**What you should do:** Reproduce the material that follows, keeping every line exactly as it is.

**Dataset excerpts:**
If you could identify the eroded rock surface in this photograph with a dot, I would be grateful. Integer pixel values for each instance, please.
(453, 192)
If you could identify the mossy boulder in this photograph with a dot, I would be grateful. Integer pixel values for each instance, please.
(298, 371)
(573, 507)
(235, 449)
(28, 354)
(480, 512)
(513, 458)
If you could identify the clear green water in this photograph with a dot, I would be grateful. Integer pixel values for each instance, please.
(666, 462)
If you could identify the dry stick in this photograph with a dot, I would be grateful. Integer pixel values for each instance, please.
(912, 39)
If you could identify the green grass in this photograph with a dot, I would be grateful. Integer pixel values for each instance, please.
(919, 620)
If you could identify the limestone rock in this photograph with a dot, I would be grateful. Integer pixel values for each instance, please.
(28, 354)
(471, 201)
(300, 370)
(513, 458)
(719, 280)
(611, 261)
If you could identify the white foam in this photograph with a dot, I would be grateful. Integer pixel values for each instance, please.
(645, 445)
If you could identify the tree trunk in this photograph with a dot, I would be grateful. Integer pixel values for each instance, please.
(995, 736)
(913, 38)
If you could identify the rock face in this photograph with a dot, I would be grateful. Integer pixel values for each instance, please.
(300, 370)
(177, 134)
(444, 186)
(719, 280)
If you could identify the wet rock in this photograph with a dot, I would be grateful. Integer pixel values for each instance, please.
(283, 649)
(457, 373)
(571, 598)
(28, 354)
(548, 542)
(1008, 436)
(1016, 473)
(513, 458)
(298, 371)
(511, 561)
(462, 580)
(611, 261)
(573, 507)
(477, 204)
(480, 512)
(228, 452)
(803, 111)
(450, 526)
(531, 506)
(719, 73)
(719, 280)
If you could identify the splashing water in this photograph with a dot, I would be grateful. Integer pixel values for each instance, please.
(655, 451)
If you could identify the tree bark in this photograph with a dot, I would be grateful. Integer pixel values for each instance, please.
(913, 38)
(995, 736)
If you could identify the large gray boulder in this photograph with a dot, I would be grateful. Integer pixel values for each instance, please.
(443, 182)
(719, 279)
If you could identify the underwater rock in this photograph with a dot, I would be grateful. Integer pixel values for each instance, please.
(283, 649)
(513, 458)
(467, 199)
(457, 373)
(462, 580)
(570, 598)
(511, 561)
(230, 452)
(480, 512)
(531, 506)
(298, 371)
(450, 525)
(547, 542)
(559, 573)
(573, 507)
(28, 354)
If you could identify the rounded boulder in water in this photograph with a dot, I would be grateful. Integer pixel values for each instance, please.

**The answer:**
If you could identify the eroded rock surface in this photograph with a dot, I would be grateful. Integer pixel values for each instance, please.
(453, 192)
If you could identify the mossy boulder in this photograph with a dot, I would be grateful. Integer pixel values for each instance, please.
(298, 371)
(573, 507)
(235, 449)
(28, 354)
(480, 512)
(513, 458)
If you could identify the clear green water in this photograph with a dot, I would be grateful. Integer pixel values for each instance, please.
(666, 462)
If you could identify the dry stick in this photograph with a dot, I would be grateful. Integer pixel values for each instance, please.
(912, 39)
If you could identify the green grass in this photograph with a dot, I would be grateful. Integer pixel values for each instance, please.
(919, 620)
If you could identify the limestone rock in this photograph with a dot, I would be grateful. Integer pixel values for each instance, please.
(28, 354)
(471, 201)
(300, 370)
(513, 458)
(719, 280)
(611, 261)
If you could identify the white foam in this photograph with a dot, I would be grateful. Integer pixel values for each instance, please.
(645, 445)
If you could identify the tree trunk in this photograph with a dot, I would be grateful. Integer pixel values for each instance, please.
(995, 736)
(913, 38)
If you could identify the rock face in this photograph with a dot, I would be grateful. Integer pixel values for each instance, please.
(300, 370)
(177, 134)
(444, 186)
(719, 280)
If you could identify the wet rock in this photograph with a dot, I would be grateful. Integer pixel values for each instance, please.
(283, 649)
(457, 373)
(571, 598)
(28, 354)
(548, 542)
(1008, 436)
(1016, 473)
(513, 458)
(298, 371)
(511, 561)
(462, 580)
(611, 261)
(573, 507)
(477, 204)
(480, 512)
(228, 452)
(803, 111)
(450, 526)
(531, 506)
(719, 73)
(719, 280)
If you could identify the splashing water in this photograph with a dot, I would be grateful. Integer pixel values for each instance, please.
(655, 451)
If you could identify the tree bark in this photograph with a dot, I would be grateful. Integer pixel values for each instance, please.
(913, 38)
(995, 736)
If you could identify the large gray boulder in this photograph with a dot, I would be grateful. Integer pixel values for each instance, please.
(443, 182)
(719, 279)
If you could identify the underwater rock in this photograph with a dot, I would be grateful. Integer pixel values for each instance, please.
(283, 649)
(513, 458)
(467, 199)
(457, 373)
(462, 580)
(570, 598)
(511, 561)
(230, 452)
(480, 512)
(531, 506)
(298, 371)
(450, 525)
(547, 542)
(559, 573)
(573, 507)
(28, 354)
If you could identify the rounded boulder in water in this photograph with a dot, I would be grateful. Integer pixel values for each instance, please.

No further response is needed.